Studio album by Rubén Blades
- Released: 24 June 2014
- Genre: Tango
- Length: 48:14
- Label: Sunnyside
- Producer: Carlos Franzetti

Rubén Blades chronology
| Eba Say Ajá (2012) | Tangos (2014) | Son de Panamá (2015) |

= Tangos (album) =

Tangos is a studio album by Panamanian musician Rubén Blades, it was released on June 24, 2014, through Sunnyside Records. The album consists of eleven new versions of compositions by Blades in the style of tango, it features produccion and arrangements by Argentine musician Carlos Franzetti and the participation of Leopoldo Federico's orquestra and the Prague Symphony Orchestra.

At the 15th Annual Latin Grammy Awards, the album was nominated for Album of the Year and won Best Tango Album. Also, the album won Best Latin Pop Album at the 57th Annual Grammy Awards.

==Background==
The idea of releaseing tango versions of salsa songs began almost ten years prior to the album's release but the recording of it started at the 2010 World Tango Dance Tournament in Buenos Aires, where Blades performed some of the songs of the album with Carlos Franzetti. Five of the songs from the project were recorded in Argentina alongside the orchestra of Argentine bandoneon player Leopoldo Federico while the other six songs were recorded in New York with the Prague Symphony Orchestra.

About the decision of making the album, Blades said "I always considered that the atmosphere posed by tango, the way in which you have to phrase the songs and their instrumentation were going to give the lyrics from my songs a much more complete dimension than obtained by presenting them in the Afro-Cuban music format, in the genre that is commercially known as salsa".

==Track listing==
All tracks were produced by Carlos Franzetti.

Requests
#1 Can you quote the stretch of the Tangos album article from "At the 15th" through "Annual Grammy Awards."?
#2 Which award categories does the Tangos album article name for the album's nominations and wins?

Source data

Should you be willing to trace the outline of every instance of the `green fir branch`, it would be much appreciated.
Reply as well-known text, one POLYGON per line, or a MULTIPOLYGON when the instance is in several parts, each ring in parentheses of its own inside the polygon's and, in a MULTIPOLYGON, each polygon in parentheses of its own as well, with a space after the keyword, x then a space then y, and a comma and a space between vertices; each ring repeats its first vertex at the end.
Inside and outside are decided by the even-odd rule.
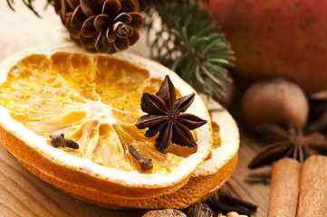
POLYGON ((197 91, 208 97, 225 95, 224 81, 232 81, 226 68, 234 65, 234 52, 209 14, 195 2, 147 6, 143 12, 149 33, 156 31, 151 57, 197 91), (161 18, 159 30, 155 30, 156 13, 161 18))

Results by task
#1
At the 15th Annual Latin Grammy Awards, the album was nominated for Album of the Year and won Best Tango Album. Also, the album won Best Latin Pop Album at the 57th Annual Grammy Awards.

#2
- Album of the Year (nominated, 15th Annual Latin Grammy Awards)
- Best Tango Album (won, 15th Annual Latin Grammy Awards)
- Best Latin Pop Album (won, 57th Annual Grammy Awards)